Compito A: Ricopia integralmente il brano sull'artigianato e la ricerca nel design, senza alcuna modifica.

Brano selezionato:
+---+
Ecco l’argomento attorno a cui ruotare: chi fa allora oggi la ricerca? chi si occupa della complessità?

I mega-marchi nati col nuovo secolo hanno avuto altro a cui pensare e se si sono costituiti è perché volevano mettere ordine nella complessa voce “distribuzione” del design, su quel 40 o 50% che con l’aprirsi del mercato globale creava particolari problemi o altrettante occasioni . Non si sono certo accorpati con il fine di fare della ricerca product-oriented. L’economia di scala esigeva che identità e razionalizzazione costituissero il tema centrale dei nuovi assetti, ma il tipo di prodotto che veniva fuori dalla concentrazione dei marchi era inevitabilmente qualcosa che aveva il sapore del contract: per grandi forniture quindi, né bello né brutto, merceologicamente corretto sì, ma anche sufficientemente piatto per non creare imponderabili salti imponendosi così attraverso una sorta di “indeterminato di qualità”.

 

Per sfuggire a tutto questo l’artigianato era l’unico in grado di proporre ancora qualità e unicità col suo modo semplice e flessibile e di fare il just in time a costi relativamente bassi. Lì ci sarebbe stato lo spazio anche per l’errore o per il progetto che non sempre va a buon fine sostenibile però nella fase della sperimentazione senza eccessivi investimenti in una situazione di mercato che negli ultimi dieci anni appariva già abbastanza delicata.

L’artigiano era l’unico in grado di accettare certe scommesse scriteriate che potevano venire dagli angoli più remoti dei paesi emergenti e di realizzarle una prima volta per poi magari ripeterle poco dopo con una minima richiesta di variazione. Oppure di operare nella sfera del pezzo unico e del capitolo del “su misura” dove prototipo e produzione coincidevano nell’esemplare a tiratura 1 il più delle volte con un alto grado di complessità. In questo il nostro paese dimostrava di essere estremamente moderno e del tutto in linea con l’osservazione di Luigi Pasinetti che indicava come “la ricchezza di una nazione industriale è qualcosa di completamente diverso da quella delle nazioni pre-industriali, o piuttosto è qualcosa di più profondo. Essa non è tanto costituita dalla ricchezza di beni che possiede, quanto dalla conoscenza tecnica di come produrli” (1).
+---+
Record estratti:

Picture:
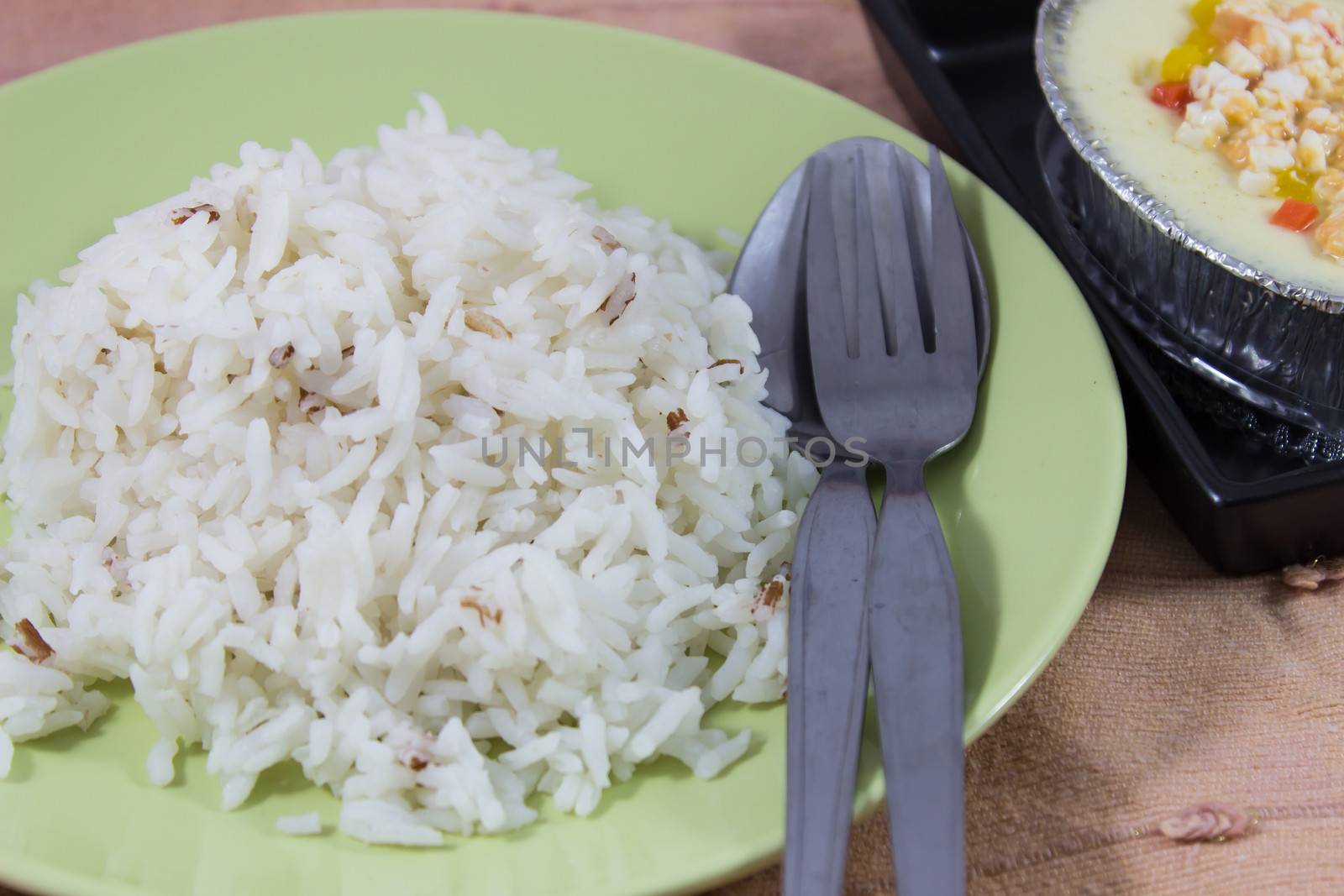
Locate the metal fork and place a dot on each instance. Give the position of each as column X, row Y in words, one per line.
column 894, row 358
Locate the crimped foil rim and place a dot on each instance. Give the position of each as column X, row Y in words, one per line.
column 1053, row 23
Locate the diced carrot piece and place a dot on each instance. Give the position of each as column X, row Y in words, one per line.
column 1173, row 94
column 1296, row 215
column 1231, row 26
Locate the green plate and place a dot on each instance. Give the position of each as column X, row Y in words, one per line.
column 1030, row 501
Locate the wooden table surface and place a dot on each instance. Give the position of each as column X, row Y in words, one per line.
column 1178, row 685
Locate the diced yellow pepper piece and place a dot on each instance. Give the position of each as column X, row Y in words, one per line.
column 1294, row 183
column 1180, row 60
column 1203, row 13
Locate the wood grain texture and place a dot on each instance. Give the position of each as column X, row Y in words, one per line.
column 1178, row 685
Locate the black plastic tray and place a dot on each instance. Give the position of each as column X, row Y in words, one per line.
column 1250, row 493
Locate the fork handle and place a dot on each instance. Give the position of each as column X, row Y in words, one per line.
column 914, row 631
column 828, row 679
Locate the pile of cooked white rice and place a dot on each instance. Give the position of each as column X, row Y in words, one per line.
column 266, row 461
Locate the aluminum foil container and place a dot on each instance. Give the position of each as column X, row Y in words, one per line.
column 1277, row 344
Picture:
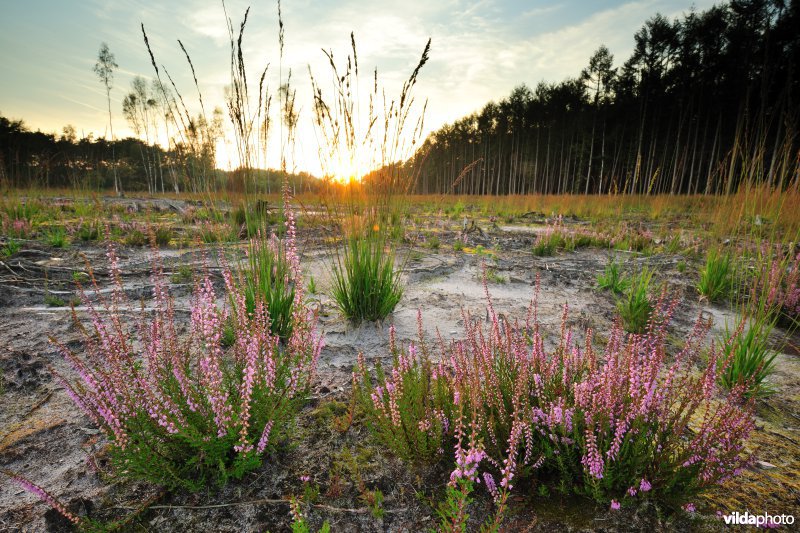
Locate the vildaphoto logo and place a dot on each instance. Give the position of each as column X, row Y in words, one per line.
column 765, row 519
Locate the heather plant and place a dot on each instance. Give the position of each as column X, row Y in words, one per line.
column 716, row 276
column 182, row 411
column 409, row 410
column 365, row 283
column 635, row 306
column 612, row 279
column 628, row 423
column 10, row 247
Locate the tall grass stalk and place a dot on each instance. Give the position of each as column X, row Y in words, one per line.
column 635, row 308
column 716, row 276
column 365, row 283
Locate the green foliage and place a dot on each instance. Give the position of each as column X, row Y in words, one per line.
column 184, row 274
column 52, row 300
column 268, row 278
column 453, row 510
column 162, row 236
column 612, row 279
column 312, row 285
column 56, row 237
column 365, row 284
column 135, row 237
column 716, row 276
column 88, row 231
column 547, row 243
column 492, row 276
column 752, row 360
column 10, row 247
column 635, row 307
column 408, row 410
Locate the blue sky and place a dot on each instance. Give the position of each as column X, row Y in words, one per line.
column 480, row 49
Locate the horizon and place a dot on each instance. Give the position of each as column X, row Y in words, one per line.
column 480, row 57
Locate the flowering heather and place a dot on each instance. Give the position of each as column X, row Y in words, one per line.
column 410, row 410
column 44, row 496
column 182, row 411
column 629, row 421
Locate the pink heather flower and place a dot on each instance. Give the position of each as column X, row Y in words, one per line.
column 262, row 442
column 491, row 486
column 45, row 496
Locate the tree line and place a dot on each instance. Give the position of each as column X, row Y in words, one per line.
column 705, row 102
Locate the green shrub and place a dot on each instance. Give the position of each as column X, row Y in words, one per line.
column 10, row 247
column 56, row 237
column 409, row 411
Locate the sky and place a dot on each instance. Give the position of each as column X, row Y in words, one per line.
column 481, row 50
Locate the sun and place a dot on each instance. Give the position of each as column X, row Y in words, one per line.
column 347, row 170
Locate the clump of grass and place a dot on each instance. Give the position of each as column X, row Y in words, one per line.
column 52, row 300
column 493, row 276
column 88, row 232
column 366, row 285
column 184, row 274
column 751, row 359
column 57, row 237
column 612, row 279
column 135, row 237
column 635, row 307
column 162, row 236
column 716, row 276
column 312, row 285
column 269, row 278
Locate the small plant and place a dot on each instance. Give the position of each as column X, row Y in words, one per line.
column 10, row 247
column 52, row 300
column 410, row 409
column 612, row 279
column 184, row 413
column 162, row 236
column 635, row 307
column 365, row 284
column 751, row 359
column 492, row 276
column 715, row 277
column 184, row 274
column 271, row 277
column 312, row 285
column 135, row 237
column 57, row 237
column 88, row 232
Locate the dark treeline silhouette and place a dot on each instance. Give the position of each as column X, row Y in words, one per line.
column 37, row 159
column 705, row 103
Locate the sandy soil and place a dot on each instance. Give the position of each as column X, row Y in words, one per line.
column 44, row 437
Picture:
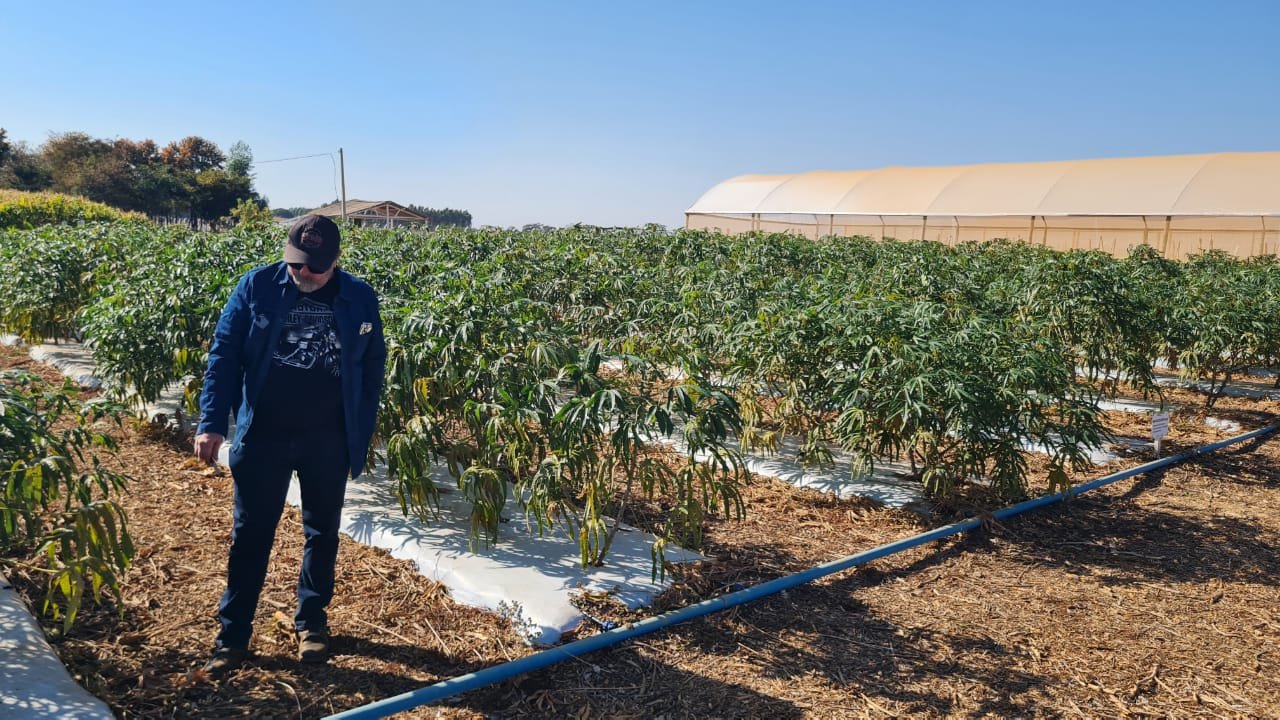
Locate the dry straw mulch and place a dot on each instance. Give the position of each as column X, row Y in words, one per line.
column 1155, row 597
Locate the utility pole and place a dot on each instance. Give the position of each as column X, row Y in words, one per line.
column 342, row 174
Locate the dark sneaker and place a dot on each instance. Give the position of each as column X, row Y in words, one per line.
column 312, row 646
column 224, row 660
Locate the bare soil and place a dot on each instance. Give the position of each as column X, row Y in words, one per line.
column 1152, row 597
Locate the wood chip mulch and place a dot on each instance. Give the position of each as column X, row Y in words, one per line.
column 1153, row 597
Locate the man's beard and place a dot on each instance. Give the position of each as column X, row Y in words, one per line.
column 307, row 285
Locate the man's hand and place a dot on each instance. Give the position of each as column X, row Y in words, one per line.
column 208, row 446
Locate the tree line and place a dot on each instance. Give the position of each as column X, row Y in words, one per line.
column 188, row 180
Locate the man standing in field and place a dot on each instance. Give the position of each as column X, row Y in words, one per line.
column 298, row 356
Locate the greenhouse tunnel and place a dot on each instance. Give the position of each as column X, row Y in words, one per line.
column 1179, row 204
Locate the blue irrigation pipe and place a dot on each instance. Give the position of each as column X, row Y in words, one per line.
column 551, row 656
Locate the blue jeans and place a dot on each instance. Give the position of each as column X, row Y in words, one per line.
column 261, row 470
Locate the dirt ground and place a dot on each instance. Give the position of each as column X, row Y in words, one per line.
column 1153, row 597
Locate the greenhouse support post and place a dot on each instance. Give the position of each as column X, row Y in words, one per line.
column 576, row 648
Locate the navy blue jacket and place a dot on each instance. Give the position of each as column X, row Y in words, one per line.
column 248, row 332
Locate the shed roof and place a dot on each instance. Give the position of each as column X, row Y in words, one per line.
column 371, row 209
column 1220, row 183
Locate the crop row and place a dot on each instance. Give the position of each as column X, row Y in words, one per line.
column 557, row 368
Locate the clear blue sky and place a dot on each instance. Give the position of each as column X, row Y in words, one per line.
column 625, row 113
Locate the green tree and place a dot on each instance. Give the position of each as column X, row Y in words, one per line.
column 21, row 168
column 447, row 217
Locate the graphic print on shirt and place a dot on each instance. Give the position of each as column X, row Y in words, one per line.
column 309, row 338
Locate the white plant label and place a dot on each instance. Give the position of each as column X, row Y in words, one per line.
column 1159, row 425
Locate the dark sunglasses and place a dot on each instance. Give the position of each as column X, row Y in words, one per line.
column 307, row 265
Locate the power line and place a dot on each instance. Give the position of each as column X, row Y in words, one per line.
column 329, row 155
column 298, row 158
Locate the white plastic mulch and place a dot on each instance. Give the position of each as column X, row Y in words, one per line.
column 33, row 683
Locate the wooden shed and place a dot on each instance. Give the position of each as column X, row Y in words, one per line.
column 373, row 213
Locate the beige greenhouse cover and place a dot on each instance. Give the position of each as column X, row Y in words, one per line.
column 1182, row 204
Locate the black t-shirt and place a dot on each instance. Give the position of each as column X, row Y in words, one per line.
column 304, row 386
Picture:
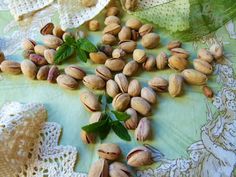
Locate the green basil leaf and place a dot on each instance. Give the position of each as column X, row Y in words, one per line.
column 121, row 116
column 120, row 130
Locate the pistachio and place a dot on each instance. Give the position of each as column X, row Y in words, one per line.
column 49, row 55
column 143, row 131
column 122, row 82
column 87, row 138
column 99, row 169
column 47, row 29
column 141, row 106
column 103, row 72
column 149, row 95
column 109, row 151
column 111, row 19
column 205, row 55
column 131, row 68
column 161, row 60
column 53, row 73
column 112, row 28
column 28, row 44
column 150, row 40
column 124, row 34
column 139, row 156
column 29, row 69
column 115, row 64
column 179, row 52
column 75, row 72
column 109, row 39
column 128, row 46
column 175, row 85
column 121, row 101
column 133, row 23
column 117, row 169
column 202, row 66
column 159, row 84
column 112, row 88
column 43, row 72
column 132, row 122
column 174, row 44
column 145, row 29
column 177, row 63
column 134, row 88
column 10, row 67
column 98, row 57
column 52, row 41
column 94, row 82
column 93, row 25
column 194, row 77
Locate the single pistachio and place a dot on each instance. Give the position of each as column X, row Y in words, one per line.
column 94, row 82
column 161, row 61
column 29, row 69
column 28, row 44
column 121, row 101
column 52, row 41
column 111, row 19
column 128, row 46
column 133, row 23
column 53, row 73
column 131, row 68
column 177, row 63
column 124, row 34
column 194, row 77
column 139, row 157
column 141, row 106
column 143, row 131
column 98, row 57
column 93, row 25
column 134, row 88
column 159, row 84
column 43, row 72
column 90, row 101
column 115, row 64
column 149, row 95
column 175, row 85
column 205, row 55
column 47, row 29
column 75, row 72
column 117, row 169
column 132, row 122
column 87, row 138
column 99, row 169
column 103, row 72
column 179, row 52
column 145, row 29
column 109, row 151
column 174, row 44
column 112, row 88
column 202, row 66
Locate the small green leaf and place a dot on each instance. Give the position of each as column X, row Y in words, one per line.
column 120, row 130
column 121, row 116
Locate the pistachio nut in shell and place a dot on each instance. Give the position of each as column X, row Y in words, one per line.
column 175, row 85
column 94, row 82
column 118, row 169
column 139, row 157
column 109, row 151
column 99, row 169
column 121, row 101
column 194, row 77
column 202, row 66
column 141, row 106
column 90, row 101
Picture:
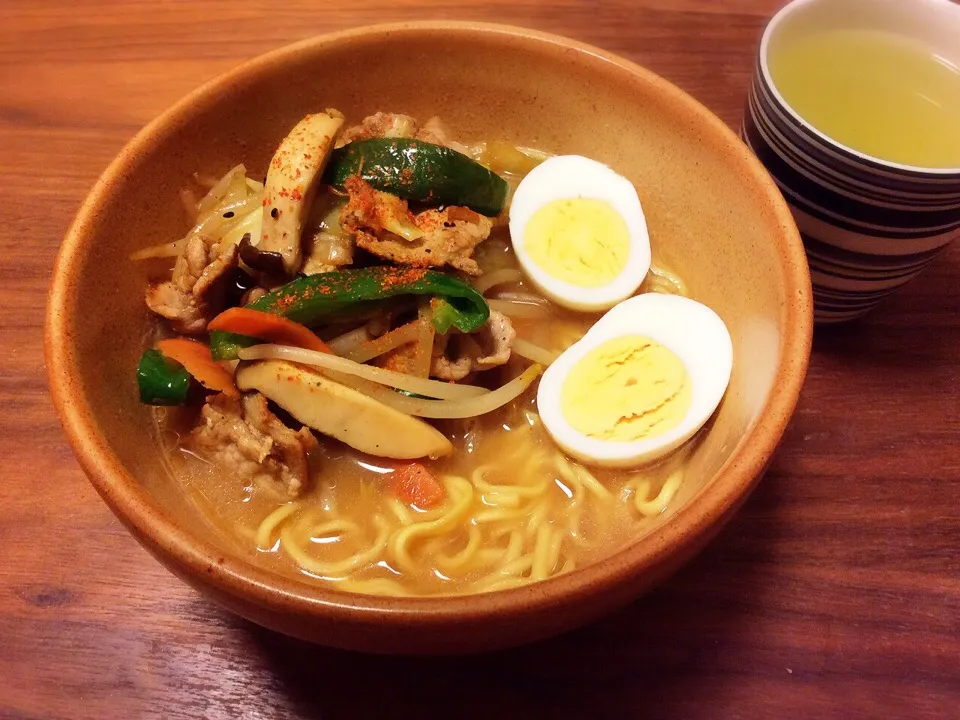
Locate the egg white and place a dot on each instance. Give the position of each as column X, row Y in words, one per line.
column 573, row 176
column 692, row 331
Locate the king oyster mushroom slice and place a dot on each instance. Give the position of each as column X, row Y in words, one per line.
column 343, row 413
column 295, row 172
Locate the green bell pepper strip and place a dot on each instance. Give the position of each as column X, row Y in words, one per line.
column 162, row 381
column 313, row 299
column 420, row 171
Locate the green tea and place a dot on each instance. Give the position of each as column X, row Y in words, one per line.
column 882, row 94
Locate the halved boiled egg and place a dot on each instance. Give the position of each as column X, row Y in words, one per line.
column 640, row 383
column 579, row 233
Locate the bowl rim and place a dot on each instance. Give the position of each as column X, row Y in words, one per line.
column 238, row 577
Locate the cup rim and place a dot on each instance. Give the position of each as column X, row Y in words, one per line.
column 879, row 163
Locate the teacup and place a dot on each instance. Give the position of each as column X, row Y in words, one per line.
column 869, row 225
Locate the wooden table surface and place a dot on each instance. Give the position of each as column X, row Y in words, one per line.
column 834, row 593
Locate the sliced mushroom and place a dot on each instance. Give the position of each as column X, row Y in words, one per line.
column 295, row 171
column 343, row 413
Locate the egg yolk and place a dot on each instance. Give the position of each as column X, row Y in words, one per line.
column 582, row 241
column 627, row 389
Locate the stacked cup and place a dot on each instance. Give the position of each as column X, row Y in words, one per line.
column 870, row 225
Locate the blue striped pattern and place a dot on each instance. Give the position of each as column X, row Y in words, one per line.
column 869, row 227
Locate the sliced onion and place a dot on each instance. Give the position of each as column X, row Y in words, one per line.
column 220, row 189
column 423, row 354
column 343, row 344
column 534, row 353
column 444, row 409
column 518, row 296
column 382, row 376
column 497, row 277
column 520, row 310
column 385, row 343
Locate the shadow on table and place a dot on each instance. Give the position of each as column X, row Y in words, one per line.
column 658, row 648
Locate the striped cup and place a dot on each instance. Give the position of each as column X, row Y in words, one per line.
column 869, row 226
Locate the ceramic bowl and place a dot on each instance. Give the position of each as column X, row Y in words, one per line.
column 869, row 225
column 713, row 213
+---+
Compito B: Nei record, riscrivi soltanto le righe che vanno da quella contenente "Locate the diced yellow" giù fino a quella contenente "column 1250, row 493", entrambe incluse. Sostituisci "place a dot" con "put a mark" e lascia invariato tutto il resto.

Soluzione completa A:
Ecco l’argomento attorno a cui ruotare: chi fa allora oggi la ricerca? chi si occupa della complessità?

I mega-marchi nati col nuovo secolo hanno avuto altro a cui pensare e se si sono costituiti è perché volevano mettere ordine nella complessa voce “distribuzione” del design, su quel 40 o 50% che con l’aprirsi del mercato globale creava particolari problemi o altrettante occasioni . Non si sono certo accorpati con il fine di fare della ricerca product-oriented. L’economia di scala esigeva che identità e razionalizzazione costituissero il tema centrale dei nuovi assetti, ma il tipo di prodotto che veniva fuori dalla concentrazione dei marchi era inevitabilmente qualcosa che aveva il sapore del contract: per grandi forniture quindi, né bello né brutto, merceologicamente corretto sì, ma anche sufficientemente piatto per non creare imponderabili salti imponendosi così attraverso una sorta di “indeterminato di qualità”.

 

Per sfuggire a tutto questo l’artigianato era l’unico in grado di proporre ancora qualità e unicità col suo modo semplice e flessibile e di fare il just in time a costi relativamente bassi. Lì ci sarebbe stato lo spazio anche per l’errore o per il progetto che non sempre va a buon fine sostenibile però nella fase della sperimentazione senza eccessivi investimenti in una situazione di mercato che negli ultimi dieci anni appariva già abbastanza delicata.

L’artigiano era l’unico in grado di accettare certe scommesse scriteriate che potevano venire dagli angoli più remoti dei paesi emergenti e di realizzarle una prima volta per poi magari ripeterle poco dopo con una minima richiesta di variazione. Oppure di operare nella sfera del pezzo unico e del capitolo del “su misura” dove prototipo e produzione coincidevano nell’esemplare a tiratura 1 il più delle volte con un alto grado di complessità. In questo il nostro paese dimostrava di essere estremamente moderno e del tutto in linea con l’osservazione di Luigi Pasinetti che indicava come “la ricchezza di una nazione industriale è qualcosa di completamente diverso da quella delle nazioni pre-industriali, o piuttosto è qualcosa di più profondo. Essa non è tanto costituita dalla ricchezza di beni che possiede, quanto dalla conoscenza tecnica di come produrli” (1).

Soluzione completa B:
Locate the diced yellow pepper piece and put a mark on each instance. Give the position of each as column X, row Y in words, one per line.
column 1294, row 183
column 1180, row 60
column 1203, row 13
Locate the wood grain texture and put a mark on each instance. Give the position of each as column X, row Y in words, one per line.
column 1178, row 685
Locate the black plastic tray and put a mark on each instance. Give the position of each as column X, row Y in words, one per line.
column 1250, row 493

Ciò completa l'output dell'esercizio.